Saved entries:
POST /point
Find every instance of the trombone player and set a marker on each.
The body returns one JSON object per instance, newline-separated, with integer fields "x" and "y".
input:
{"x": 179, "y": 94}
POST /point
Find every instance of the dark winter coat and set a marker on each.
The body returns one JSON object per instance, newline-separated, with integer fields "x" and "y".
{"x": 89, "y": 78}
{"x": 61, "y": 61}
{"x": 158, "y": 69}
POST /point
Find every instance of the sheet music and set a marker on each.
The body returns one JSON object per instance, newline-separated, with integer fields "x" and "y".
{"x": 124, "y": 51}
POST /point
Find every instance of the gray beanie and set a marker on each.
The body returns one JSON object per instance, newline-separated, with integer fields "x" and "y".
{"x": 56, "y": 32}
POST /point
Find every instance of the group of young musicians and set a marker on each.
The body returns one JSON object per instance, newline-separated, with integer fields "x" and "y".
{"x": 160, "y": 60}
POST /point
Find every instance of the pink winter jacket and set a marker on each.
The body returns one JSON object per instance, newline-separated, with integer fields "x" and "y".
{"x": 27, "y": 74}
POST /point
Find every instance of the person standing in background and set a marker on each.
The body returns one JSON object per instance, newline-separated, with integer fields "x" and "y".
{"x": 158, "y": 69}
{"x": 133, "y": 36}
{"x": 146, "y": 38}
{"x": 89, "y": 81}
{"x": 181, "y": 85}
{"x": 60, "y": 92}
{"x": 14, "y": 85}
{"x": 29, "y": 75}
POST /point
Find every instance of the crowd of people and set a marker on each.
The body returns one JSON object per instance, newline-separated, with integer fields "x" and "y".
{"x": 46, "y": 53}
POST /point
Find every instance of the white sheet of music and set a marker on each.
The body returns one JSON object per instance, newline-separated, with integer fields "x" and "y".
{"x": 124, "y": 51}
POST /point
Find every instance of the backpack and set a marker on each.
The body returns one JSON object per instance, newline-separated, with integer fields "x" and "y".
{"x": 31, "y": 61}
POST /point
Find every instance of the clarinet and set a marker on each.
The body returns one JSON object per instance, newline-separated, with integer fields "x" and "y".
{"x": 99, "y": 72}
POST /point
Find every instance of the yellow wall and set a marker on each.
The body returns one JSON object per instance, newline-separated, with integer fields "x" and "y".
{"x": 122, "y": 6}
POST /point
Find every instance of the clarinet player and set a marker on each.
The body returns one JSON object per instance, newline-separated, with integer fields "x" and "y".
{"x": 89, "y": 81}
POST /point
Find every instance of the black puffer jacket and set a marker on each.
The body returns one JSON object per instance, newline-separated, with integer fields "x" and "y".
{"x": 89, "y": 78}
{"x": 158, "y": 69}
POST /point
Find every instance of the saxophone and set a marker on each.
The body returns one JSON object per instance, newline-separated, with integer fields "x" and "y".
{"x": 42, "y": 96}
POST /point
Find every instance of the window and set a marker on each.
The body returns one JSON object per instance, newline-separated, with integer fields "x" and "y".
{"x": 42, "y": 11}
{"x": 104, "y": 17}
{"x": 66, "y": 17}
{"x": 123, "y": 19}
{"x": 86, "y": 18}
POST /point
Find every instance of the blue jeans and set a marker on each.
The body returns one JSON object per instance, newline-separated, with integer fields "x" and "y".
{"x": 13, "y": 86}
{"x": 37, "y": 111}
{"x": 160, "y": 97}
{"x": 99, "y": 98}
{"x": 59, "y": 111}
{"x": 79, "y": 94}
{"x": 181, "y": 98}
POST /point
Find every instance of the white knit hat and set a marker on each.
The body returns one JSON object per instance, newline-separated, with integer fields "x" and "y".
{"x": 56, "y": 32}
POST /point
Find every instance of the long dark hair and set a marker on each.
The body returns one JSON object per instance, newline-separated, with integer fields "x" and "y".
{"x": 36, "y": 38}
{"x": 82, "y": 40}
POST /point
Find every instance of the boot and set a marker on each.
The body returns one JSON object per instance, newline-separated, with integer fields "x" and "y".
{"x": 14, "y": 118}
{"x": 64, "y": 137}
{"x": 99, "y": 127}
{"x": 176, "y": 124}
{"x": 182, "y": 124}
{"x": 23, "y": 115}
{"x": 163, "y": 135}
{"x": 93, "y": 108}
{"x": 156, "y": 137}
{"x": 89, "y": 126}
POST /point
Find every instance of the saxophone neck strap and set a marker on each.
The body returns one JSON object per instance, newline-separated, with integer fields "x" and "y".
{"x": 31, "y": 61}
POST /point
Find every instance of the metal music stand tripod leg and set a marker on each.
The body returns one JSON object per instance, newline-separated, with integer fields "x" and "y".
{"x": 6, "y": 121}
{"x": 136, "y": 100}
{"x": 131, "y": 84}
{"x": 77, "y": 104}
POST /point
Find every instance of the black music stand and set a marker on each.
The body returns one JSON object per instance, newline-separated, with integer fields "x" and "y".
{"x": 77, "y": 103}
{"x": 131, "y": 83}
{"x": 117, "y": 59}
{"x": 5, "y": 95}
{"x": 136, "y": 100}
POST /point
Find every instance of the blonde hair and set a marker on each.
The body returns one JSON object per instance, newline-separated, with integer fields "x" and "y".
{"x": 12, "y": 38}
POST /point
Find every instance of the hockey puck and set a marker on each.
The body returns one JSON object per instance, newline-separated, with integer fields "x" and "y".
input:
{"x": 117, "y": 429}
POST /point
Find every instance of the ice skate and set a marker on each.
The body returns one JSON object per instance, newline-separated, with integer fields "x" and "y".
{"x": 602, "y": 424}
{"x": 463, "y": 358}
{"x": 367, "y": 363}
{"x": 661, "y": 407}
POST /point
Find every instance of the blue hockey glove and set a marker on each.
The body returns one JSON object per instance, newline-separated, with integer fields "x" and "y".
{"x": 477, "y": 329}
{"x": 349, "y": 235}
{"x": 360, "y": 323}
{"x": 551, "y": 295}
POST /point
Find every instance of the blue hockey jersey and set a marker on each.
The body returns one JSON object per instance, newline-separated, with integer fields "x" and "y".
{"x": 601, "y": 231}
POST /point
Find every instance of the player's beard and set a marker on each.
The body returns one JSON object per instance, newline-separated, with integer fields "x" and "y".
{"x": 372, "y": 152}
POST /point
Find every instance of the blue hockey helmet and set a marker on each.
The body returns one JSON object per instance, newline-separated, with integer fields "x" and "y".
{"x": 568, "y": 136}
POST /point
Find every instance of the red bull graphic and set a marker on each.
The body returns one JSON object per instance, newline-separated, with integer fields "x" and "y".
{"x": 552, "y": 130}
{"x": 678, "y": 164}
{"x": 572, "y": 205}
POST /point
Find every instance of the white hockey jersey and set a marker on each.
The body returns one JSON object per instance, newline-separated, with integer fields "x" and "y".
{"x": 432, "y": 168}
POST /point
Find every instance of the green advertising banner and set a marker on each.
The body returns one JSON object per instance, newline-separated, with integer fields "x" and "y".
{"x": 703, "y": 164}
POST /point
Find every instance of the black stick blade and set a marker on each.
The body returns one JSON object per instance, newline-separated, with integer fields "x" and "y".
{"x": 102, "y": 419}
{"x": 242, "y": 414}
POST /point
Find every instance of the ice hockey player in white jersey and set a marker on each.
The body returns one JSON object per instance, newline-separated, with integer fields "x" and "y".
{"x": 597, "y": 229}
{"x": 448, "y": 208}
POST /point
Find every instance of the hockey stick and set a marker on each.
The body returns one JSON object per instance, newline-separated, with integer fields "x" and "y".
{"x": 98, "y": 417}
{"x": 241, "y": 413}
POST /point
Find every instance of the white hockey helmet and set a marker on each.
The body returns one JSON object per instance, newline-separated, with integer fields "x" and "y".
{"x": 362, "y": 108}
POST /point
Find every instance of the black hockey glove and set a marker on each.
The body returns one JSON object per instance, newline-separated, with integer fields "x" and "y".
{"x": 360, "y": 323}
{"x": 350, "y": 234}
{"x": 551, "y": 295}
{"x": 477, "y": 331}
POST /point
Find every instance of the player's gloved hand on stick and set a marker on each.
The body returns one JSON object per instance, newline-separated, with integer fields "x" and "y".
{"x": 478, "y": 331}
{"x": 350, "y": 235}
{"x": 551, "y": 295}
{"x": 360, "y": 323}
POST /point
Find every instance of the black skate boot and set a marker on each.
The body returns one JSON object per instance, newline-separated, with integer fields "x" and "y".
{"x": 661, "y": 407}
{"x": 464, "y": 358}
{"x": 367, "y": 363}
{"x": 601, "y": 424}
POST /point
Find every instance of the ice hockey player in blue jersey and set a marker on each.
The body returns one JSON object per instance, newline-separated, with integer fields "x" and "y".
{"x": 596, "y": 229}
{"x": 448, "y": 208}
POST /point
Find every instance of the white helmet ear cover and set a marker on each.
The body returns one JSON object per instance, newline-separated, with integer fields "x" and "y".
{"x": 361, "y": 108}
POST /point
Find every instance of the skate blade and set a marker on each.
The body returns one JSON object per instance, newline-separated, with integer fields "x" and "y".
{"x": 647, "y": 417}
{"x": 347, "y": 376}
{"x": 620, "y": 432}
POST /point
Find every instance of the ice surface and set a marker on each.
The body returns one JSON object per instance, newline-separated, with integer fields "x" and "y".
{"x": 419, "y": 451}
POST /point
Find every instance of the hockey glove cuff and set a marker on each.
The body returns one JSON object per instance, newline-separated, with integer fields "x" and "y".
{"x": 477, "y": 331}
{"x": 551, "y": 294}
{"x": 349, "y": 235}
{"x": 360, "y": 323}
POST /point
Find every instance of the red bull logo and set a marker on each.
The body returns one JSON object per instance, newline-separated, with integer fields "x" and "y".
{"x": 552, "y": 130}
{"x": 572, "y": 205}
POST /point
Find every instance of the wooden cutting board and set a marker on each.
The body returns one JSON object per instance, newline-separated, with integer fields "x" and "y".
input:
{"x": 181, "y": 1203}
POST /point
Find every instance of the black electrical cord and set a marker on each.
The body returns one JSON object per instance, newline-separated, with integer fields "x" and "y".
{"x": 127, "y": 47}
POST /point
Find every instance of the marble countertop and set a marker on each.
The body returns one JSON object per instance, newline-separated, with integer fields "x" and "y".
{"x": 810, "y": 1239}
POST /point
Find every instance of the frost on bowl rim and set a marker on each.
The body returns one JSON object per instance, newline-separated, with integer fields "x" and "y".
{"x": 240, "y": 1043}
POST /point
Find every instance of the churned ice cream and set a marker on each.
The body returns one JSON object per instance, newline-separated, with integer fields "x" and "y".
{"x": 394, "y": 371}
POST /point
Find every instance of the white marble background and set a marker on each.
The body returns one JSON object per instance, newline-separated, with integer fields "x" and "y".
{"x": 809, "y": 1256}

Work task: Copy exactly the lines from the top of the entries through the line with "Find every instance of the pink" in it, please, keeping both ends and adding nothing.

Answer section:
POST /point
Find every instance of the trombone player and set a marker on each.
The body returns one JSON object per instance, newline-separated, with integer fields "x" and "y".
input:
{"x": 179, "y": 94}
POST /point
Find every instance of the dark winter coat and set a marker on each.
The body returns one JSON object per instance, newline-separated, with integer fields "x" and "y".
{"x": 89, "y": 78}
{"x": 61, "y": 61}
{"x": 158, "y": 69}
POST /point
Find every instance of the sheet music and set a marker on each.
The body returns one JSON object per instance, newline-separated, with integer fields "x" and "y".
{"x": 124, "y": 51}
POST /point
Find every instance of the gray beanie and set a marker on each.
The body returns one JSON object per instance, newline-separated, with integer fields "x" and "y".
{"x": 56, "y": 32}
POST /point
Find every instance of the group of young musicians and set a marker on each.
The body returns one JSON object per instance, newline-separated, with integer fields "x" and "y".
{"x": 160, "y": 60}
POST /point
Find every instance of the pink winter jacket and set a marker on each.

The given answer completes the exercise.